--- start of LISTED ENTRIES ---

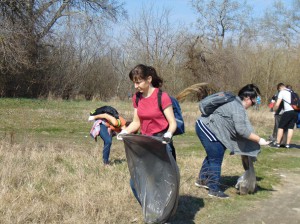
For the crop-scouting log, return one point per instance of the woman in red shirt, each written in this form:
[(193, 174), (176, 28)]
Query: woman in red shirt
[(147, 115)]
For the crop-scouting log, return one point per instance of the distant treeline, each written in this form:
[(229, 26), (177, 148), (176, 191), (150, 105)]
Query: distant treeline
[(66, 49)]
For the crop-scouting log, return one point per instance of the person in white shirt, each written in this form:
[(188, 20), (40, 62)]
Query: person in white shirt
[(288, 118)]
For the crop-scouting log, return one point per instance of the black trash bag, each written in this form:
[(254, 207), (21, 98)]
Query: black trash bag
[(106, 110), (246, 183), (155, 176)]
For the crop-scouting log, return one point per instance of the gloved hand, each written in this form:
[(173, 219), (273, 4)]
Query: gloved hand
[(167, 137), (262, 141), (91, 118), (123, 132)]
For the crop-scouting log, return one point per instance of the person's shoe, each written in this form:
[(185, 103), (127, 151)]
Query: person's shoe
[(201, 183), (276, 145), (218, 194)]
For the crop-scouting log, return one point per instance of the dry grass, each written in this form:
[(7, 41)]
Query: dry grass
[(51, 173)]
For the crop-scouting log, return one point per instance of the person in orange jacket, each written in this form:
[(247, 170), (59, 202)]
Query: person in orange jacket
[(106, 126)]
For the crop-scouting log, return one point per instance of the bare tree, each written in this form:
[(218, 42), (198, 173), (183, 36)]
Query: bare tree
[(155, 40), (28, 26), (281, 24), (223, 20)]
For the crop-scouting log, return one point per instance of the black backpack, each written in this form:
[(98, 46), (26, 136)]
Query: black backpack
[(176, 109)]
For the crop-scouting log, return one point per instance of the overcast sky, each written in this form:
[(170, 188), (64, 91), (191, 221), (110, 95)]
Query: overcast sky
[(181, 10)]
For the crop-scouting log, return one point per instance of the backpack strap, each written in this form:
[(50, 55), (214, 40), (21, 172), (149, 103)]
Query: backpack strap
[(159, 94), (137, 98)]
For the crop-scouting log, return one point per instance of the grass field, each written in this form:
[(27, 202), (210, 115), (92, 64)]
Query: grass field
[(51, 169)]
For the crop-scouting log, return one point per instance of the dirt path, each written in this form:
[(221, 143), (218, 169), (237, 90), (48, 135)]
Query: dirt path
[(283, 207)]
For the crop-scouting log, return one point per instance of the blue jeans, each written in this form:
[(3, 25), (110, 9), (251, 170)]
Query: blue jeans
[(107, 140), (211, 166)]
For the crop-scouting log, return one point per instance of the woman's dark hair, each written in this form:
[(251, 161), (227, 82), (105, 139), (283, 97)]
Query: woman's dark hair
[(143, 72), (249, 90), (279, 85)]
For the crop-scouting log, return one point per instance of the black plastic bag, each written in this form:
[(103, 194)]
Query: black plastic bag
[(155, 176)]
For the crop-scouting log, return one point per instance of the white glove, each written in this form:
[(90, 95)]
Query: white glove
[(91, 118), (262, 141), (119, 136), (167, 137)]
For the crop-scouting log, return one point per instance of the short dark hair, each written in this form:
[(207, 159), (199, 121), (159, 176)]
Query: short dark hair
[(249, 90), (279, 85)]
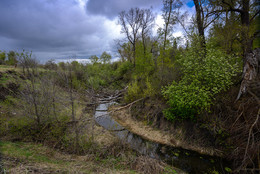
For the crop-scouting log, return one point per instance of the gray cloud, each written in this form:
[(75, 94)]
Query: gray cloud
[(111, 8), (61, 27)]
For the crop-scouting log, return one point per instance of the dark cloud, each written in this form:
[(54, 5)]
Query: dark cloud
[(61, 27), (111, 8)]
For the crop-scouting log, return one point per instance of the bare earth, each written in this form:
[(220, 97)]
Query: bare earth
[(123, 117)]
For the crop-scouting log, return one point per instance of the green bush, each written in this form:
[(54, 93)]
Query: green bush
[(202, 80)]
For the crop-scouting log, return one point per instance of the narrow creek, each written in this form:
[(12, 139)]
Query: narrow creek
[(184, 159)]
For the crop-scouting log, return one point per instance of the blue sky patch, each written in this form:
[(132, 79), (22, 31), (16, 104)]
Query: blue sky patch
[(190, 4)]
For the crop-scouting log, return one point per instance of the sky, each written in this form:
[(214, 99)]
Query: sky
[(62, 29)]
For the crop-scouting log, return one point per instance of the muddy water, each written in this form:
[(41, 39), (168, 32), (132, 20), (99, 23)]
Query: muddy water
[(187, 160)]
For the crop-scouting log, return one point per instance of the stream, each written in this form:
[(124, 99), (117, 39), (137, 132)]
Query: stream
[(184, 159)]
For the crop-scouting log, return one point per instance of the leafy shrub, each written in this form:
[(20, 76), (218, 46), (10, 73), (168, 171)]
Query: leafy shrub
[(134, 91), (202, 80)]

--- end of LISTED ENTRIES ---

__GIVEN TASK__
Write out the entries above again, starting with the line that contains "of the dark" and going on through the line that contains "[(123, 117)]", with the request lines included. Add 5 to every coordinate in the answers only, and leave the requests and their format samples unchanged.

__OUTPUT OF THE EXERCISE__
For the crop-scouting log, return one point per instance of the dark cloud, each written in this form:
[(54, 5)]
Query: dark cloud
[(66, 32), (116, 13)]
For the crop-scouting log, return one point per instance of the bare earth, each written in this form:
[(220, 97)]
Query: bare earth
[(128, 122)]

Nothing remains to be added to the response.